▶ [Documento]
********
Insomma buona parte degli italiani non ha mai contribuito allo Stato sociale, al Welfare, di cui, però, ha goduto e gode a piene mani: scuola, sanità, welfare, servizi etc etc, naturalmente pagato dagli altri.

Naturalmente i governi di turno si guardano bene dall’affrontare il vero problema ed in questo non danno proprio la sensazione di essere doscontinui, condizione che è la discriminante rispetto a quelli del passato.

Questa è una delle verità: una delle sette verità, la prima, che Cottarelli ha elencato nel suo libro dal titolo: “i sette peccati capitali dell’economia italiana”, che gli italiani naturalmente non leggeranno e che preferiscono non approfondire.

Gli altri sei sono: a) corruzione b) eccesso di burocrazia c) lentezza della giustizia d) crollo demografico d) divario tra Nord e Sud e) difficoltà a convivere con l’Euro.

Mi auguro tanto che la nuova compagine governativa anche se non lo ha detto e programmato possa invece lavorare bene perchè ci deve provare; i driver del buon governo sono altri e sono ben noti, non sono proprio a portata di mano perché daranno fastidio a tanti.

Per segnare una sostanziale differenza con il passato i nuovi politici devono, pertanto, cominciare dal recupero delle tasse che rappresentano il buco profondissimo del bilancio dello Stato mai colmato;  la vera preoccupazione per chi non lo ha fatto e ci ha provato poco era data dalla trasversalità della criticità che riguarda tante categorie diverse da quelle dei percettori di reddito fisso: cioè dipendenti e pensionati. Avrebbe inciso pesantemente sul consenso elettorale.
********
▶ [Compito assegnato] Riproduci per intero il testo, senza modificare nulla. Basati esclusivamente sul testo, senza altre fonti.

(Righe del dataset per l'indicazione di oggetti)
********
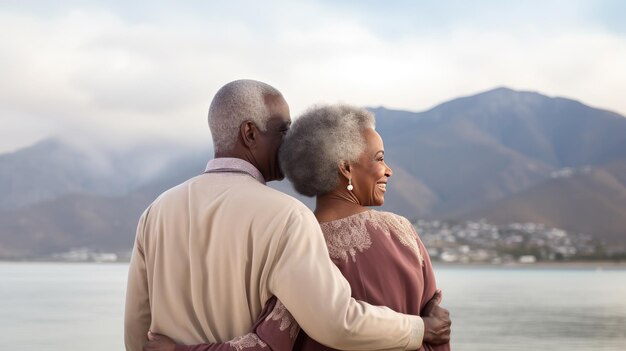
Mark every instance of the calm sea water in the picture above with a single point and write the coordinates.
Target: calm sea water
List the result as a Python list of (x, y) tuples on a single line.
[(56, 306)]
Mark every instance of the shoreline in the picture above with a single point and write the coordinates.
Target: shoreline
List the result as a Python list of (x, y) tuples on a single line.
[(595, 265), (587, 265)]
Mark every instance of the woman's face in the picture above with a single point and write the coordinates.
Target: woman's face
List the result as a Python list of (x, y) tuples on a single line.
[(370, 173)]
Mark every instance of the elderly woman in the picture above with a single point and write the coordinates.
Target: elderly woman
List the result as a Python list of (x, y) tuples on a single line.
[(334, 154)]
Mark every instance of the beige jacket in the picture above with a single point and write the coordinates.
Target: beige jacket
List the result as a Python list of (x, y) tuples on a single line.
[(210, 252)]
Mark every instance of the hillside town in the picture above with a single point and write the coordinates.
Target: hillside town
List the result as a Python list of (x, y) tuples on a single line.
[(483, 242)]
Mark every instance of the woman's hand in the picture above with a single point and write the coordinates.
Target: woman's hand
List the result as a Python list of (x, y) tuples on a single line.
[(158, 342)]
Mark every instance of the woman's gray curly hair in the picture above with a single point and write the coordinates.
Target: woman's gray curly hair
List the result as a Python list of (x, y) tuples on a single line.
[(319, 141)]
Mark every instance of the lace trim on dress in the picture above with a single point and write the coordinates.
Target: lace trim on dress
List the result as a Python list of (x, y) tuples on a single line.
[(281, 313), (349, 235), (246, 341)]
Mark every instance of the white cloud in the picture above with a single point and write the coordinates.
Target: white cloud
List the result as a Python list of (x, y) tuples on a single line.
[(95, 72)]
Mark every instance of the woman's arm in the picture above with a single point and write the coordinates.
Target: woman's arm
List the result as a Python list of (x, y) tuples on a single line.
[(275, 329)]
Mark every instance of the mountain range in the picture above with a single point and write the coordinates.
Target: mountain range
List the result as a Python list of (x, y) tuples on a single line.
[(502, 155)]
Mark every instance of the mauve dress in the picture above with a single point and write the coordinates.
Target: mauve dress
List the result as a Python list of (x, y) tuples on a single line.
[(385, 262), (383, 259)]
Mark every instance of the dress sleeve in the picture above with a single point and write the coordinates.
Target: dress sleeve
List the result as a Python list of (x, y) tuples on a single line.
[(431, 286), (137, 316), (275, 329), (312, 288)]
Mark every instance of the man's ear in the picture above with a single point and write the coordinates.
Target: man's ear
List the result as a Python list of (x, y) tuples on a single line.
[(248, 133), (345, 169)]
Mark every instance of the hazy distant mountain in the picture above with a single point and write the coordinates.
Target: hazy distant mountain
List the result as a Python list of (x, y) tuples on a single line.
[(53, 168), (471, 151), (504, 155), (592, 201)]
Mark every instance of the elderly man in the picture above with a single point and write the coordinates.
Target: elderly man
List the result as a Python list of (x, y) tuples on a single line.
[(209, 253)]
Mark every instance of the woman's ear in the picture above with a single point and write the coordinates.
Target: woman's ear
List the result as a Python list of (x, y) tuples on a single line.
[(248, 133), (345, 169)]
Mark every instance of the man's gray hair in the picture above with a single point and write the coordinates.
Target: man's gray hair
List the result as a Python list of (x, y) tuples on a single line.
[(319, 141), (237, 102)]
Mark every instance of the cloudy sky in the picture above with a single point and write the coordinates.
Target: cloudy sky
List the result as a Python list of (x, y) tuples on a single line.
[(113, 71)]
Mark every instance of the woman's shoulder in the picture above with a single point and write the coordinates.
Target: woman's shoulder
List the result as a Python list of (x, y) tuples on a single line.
[(393, 220)]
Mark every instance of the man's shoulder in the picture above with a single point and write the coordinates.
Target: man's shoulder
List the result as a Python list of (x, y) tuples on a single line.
[(268, 196)]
********
▶ [Risultato atteso]
Insomma buona parte degli italiani non ha mai contribuito allo Stato sociale, al Welfare, di cui, però, ha goduto e gode a piene mani: scuola, sanità, welfare, servizi etc etc, naturalmente pagato dagli altri.

Naturalmente i governi di turno si guardano bene dall’affrontare il vero problema ed in questo non danno proprio la sensazione di essere doscontinui, condizione che è la discriminante rispetto a quelli del passato.

Questa è una delle verità: una delle sette verità, la prima, che Cottarelli ha elencato nel suo libro dal titolo: “i sette peccati capitali dell’economia italiana”, che gli italiani naturalmente non leggeranno e che preferiscono non approfondire.

Gli altri sei sono: a) corruzione b) eccesso di burocrazia c) lentezza della giustizia d) crollo demografico d) divario tra Nord e Sud e) difficoltà a convivere con l’Euro.

Mi auguro tanto che la nuova compagine governativa anche se non lo ha detto e programmato possa invece lavorare bene perchè ci deve provare; i driver del buon governo sono altri e sono ben noti, non sono proprio a portata di mano perché daranno fastidio a tanti.

Per segnare una sostanziale differenza con il passato i nuovi politici devono, pertanto, cominciare dal recupero delle tasse che rappresentano il buco profondissimo del bilancio dello Stato mai colmato;  la vera preoccupazione per chi non lo ha fatto e ci ha provato poco era data dalla trasversalità della criticità che riguarda tante categorie diverse da quelle dei percettori di reddito fisso: cioè dipendenti e pensionati. Avrebbe inciso pesantemente sul consenso elettorale.